# start of SELECTED PASSAGE
Too Green to be true?
How to avoid green-building litigation when marketing and promoting ''eco-friendly'' and ''sustainable'' real estate.
Until recently, many people have not viewed green-building litigation as a significant threat. It was either a conference topic or an issue raised by attorneys in the board room. In a lagging construction market, green building provided a much-needed niche selling point and so, to many, all that was green was gold.
That all changed last year, however, when a class action was brought against the United States Green Building Council, and the first reported case against a developer was filed by residents claiming that a sustainable condominium project did not live up to its “green” promise.
Given that the threat is now a reality, if you or your company is going to represent that a
construction project has certain sustainable features, or will receive third-party, green-building certification, there are certain factors you will want to consider to avoid liability.
# end of SELECTED PASSAGE
# start of DATA LINES
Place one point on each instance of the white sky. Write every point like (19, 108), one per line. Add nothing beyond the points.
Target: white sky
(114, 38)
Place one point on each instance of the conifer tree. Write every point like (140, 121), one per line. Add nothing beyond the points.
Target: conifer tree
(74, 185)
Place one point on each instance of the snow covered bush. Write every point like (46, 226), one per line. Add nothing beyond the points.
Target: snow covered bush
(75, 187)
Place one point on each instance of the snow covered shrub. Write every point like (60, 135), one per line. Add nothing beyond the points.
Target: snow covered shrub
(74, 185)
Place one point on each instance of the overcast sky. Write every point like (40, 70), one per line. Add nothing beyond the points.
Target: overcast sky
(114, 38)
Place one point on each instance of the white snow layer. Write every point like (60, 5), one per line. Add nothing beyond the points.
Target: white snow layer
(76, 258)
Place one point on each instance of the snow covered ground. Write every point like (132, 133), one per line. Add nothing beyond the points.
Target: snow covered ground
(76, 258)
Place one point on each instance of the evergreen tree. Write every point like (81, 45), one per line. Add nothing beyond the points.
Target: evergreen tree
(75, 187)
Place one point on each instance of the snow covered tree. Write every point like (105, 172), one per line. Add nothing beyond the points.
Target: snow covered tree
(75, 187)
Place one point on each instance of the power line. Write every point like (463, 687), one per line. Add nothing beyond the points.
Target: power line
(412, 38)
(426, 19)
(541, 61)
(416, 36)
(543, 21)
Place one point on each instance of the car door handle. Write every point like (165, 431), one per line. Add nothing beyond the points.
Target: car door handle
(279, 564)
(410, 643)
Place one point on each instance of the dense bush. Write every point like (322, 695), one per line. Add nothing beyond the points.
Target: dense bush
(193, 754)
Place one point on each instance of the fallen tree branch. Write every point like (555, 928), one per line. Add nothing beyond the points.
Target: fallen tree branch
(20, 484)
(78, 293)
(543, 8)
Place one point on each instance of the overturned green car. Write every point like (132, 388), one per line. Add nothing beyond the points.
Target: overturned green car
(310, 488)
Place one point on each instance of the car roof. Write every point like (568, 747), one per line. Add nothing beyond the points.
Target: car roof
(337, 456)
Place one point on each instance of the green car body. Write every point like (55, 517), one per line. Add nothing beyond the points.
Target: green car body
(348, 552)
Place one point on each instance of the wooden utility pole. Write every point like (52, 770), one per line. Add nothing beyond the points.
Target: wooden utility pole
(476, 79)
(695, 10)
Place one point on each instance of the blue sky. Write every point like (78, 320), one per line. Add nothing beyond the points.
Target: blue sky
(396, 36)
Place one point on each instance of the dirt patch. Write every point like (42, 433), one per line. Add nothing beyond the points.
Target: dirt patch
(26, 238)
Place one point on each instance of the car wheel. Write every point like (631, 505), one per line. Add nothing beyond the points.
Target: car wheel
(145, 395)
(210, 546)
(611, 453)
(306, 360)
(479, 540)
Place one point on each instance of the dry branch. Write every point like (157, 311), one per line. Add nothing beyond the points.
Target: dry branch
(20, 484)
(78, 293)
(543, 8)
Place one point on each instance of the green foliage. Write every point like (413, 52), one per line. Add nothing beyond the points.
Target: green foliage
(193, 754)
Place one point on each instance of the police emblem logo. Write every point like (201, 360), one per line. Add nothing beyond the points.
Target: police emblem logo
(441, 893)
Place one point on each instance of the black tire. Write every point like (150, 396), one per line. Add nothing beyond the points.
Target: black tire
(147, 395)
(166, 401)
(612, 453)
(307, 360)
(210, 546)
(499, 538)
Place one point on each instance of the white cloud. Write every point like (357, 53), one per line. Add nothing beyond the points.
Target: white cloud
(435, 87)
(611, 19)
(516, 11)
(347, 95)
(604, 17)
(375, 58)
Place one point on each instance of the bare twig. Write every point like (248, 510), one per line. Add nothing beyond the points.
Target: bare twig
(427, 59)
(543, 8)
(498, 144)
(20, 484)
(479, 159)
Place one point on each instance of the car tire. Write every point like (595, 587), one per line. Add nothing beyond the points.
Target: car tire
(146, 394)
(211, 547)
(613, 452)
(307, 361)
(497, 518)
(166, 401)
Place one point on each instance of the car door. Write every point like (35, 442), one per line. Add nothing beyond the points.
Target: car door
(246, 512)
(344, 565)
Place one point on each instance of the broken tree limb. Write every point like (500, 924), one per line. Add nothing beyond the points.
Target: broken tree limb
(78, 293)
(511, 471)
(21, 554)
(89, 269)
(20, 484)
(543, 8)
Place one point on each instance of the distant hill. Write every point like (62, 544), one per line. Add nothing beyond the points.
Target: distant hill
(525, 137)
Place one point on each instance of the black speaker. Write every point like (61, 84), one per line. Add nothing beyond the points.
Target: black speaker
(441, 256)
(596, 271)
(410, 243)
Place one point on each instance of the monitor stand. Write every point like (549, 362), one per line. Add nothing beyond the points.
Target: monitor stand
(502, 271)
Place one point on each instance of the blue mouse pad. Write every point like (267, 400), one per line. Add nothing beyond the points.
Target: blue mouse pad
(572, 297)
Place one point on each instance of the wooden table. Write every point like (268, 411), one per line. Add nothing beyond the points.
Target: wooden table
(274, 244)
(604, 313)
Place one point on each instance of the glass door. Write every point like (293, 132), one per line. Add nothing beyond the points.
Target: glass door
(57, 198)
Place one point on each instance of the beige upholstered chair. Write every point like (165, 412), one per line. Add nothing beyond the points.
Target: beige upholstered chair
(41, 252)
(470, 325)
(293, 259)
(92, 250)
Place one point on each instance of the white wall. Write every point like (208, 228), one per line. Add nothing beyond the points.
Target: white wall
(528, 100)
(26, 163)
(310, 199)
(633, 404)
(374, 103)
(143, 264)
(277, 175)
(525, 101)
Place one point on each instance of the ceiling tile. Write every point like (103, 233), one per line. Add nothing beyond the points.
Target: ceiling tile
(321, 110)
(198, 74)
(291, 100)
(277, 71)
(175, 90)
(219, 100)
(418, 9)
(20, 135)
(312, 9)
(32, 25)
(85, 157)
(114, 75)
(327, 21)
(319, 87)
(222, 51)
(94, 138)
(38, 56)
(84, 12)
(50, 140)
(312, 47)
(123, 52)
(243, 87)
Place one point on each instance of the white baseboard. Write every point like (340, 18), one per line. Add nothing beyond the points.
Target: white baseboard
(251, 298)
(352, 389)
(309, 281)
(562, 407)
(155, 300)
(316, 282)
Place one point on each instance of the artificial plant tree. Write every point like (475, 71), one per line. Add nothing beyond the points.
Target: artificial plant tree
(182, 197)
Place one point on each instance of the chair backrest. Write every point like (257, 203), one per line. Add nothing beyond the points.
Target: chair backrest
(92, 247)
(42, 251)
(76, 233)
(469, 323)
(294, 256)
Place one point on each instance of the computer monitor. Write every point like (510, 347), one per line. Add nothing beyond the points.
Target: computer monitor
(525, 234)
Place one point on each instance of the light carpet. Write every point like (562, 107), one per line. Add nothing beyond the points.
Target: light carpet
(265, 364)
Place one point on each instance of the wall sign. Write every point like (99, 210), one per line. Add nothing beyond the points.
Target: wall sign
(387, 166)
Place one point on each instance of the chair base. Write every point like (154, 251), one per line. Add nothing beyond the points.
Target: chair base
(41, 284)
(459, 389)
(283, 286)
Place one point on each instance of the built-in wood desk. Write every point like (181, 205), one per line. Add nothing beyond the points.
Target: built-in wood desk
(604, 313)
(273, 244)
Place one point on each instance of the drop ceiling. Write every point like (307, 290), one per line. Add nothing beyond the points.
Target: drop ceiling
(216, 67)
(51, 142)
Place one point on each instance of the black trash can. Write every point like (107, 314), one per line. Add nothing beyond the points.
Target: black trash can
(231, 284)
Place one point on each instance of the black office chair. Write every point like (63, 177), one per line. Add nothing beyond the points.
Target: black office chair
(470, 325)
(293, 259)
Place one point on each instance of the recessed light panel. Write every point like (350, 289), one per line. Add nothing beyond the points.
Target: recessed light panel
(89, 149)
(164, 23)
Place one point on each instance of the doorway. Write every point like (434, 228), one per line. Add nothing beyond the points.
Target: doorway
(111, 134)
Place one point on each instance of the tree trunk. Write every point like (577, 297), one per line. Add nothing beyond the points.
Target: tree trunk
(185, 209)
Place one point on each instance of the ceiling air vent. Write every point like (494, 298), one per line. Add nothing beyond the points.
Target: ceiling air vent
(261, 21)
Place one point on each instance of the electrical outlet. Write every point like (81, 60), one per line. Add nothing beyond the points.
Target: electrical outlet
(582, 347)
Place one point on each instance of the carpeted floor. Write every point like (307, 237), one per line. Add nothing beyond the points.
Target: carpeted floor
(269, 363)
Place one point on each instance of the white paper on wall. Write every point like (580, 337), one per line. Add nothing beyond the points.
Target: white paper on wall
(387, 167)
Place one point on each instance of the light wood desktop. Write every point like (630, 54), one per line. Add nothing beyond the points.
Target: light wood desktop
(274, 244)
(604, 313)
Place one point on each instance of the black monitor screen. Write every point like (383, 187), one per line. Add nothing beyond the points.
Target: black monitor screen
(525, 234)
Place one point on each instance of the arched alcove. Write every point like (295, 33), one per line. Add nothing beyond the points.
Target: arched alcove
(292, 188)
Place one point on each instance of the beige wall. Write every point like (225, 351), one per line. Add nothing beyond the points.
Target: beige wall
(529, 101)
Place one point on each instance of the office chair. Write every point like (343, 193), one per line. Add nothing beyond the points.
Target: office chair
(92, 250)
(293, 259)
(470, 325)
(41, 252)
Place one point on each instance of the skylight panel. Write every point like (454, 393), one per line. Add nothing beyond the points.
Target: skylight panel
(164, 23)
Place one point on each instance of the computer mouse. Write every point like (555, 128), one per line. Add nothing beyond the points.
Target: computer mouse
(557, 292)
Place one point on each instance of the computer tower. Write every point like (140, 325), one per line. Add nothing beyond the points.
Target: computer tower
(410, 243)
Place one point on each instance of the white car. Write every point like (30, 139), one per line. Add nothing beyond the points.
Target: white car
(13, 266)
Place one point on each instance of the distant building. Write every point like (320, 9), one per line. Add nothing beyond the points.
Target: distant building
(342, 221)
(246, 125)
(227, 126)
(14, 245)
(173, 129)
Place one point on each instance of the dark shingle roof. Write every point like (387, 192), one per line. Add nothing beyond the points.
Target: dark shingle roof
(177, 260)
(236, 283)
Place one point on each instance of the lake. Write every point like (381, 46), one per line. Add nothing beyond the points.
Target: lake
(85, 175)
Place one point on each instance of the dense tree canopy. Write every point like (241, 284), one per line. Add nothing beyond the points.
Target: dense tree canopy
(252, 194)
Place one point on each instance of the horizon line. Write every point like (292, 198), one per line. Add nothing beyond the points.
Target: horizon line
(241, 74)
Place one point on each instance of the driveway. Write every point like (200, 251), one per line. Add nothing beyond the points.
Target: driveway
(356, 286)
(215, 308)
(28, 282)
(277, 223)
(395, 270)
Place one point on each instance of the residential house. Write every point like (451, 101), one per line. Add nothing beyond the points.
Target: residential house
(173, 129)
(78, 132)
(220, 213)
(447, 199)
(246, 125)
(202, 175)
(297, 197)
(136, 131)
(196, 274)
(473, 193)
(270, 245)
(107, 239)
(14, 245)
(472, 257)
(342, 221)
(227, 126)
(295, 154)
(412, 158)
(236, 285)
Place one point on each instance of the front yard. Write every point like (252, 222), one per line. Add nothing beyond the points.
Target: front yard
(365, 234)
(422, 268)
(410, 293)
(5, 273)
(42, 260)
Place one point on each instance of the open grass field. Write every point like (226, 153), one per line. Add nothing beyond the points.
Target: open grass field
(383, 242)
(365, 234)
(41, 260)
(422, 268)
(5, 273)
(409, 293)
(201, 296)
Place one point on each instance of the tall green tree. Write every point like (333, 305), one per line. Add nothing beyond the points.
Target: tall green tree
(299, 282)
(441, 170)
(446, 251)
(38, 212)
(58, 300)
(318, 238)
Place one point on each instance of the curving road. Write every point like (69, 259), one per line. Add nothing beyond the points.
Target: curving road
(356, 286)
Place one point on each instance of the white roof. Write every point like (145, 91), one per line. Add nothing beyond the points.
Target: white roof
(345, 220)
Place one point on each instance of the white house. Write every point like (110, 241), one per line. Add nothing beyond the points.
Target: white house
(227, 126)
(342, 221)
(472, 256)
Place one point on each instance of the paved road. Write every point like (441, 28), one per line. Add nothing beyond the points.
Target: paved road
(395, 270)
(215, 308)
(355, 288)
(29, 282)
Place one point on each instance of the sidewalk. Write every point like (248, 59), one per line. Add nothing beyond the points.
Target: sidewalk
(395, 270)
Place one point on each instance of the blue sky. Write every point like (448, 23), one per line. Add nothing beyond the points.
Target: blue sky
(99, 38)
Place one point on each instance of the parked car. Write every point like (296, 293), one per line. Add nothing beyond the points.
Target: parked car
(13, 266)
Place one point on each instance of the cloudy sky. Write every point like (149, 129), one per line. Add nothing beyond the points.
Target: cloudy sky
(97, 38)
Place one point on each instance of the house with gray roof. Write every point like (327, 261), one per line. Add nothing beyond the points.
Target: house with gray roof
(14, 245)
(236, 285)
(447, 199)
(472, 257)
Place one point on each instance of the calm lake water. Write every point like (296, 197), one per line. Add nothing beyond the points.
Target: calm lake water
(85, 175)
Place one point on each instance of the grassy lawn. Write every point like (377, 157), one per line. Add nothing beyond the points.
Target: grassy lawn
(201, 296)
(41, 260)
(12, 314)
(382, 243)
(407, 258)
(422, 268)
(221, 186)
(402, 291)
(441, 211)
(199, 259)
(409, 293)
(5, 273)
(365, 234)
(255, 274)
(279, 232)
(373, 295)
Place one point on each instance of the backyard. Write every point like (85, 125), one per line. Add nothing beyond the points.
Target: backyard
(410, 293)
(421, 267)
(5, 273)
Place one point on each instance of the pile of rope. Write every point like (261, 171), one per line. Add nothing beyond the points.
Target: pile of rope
# end of DATA LINES
§ STATED EXERCISE:
Say whether each statement agrees with the text above on green-building litigation. Answer yes or no for each, and quote the text's deciding words.
1. A class action was brought against the United States Green Building Council.
2. The first reported case against a developer was filed by a city government.
3. Green building served as a selling point during a booming construction market.

§ RESPONSE:
1. Yes: "a class action was brought against the United States Green Building Council"
2. No: "filed by residents claiming that a sustainable condominium project did not live up to its “green” promise"
3. No: "In a lagging construction market, green building provided a much-needed niche selling point"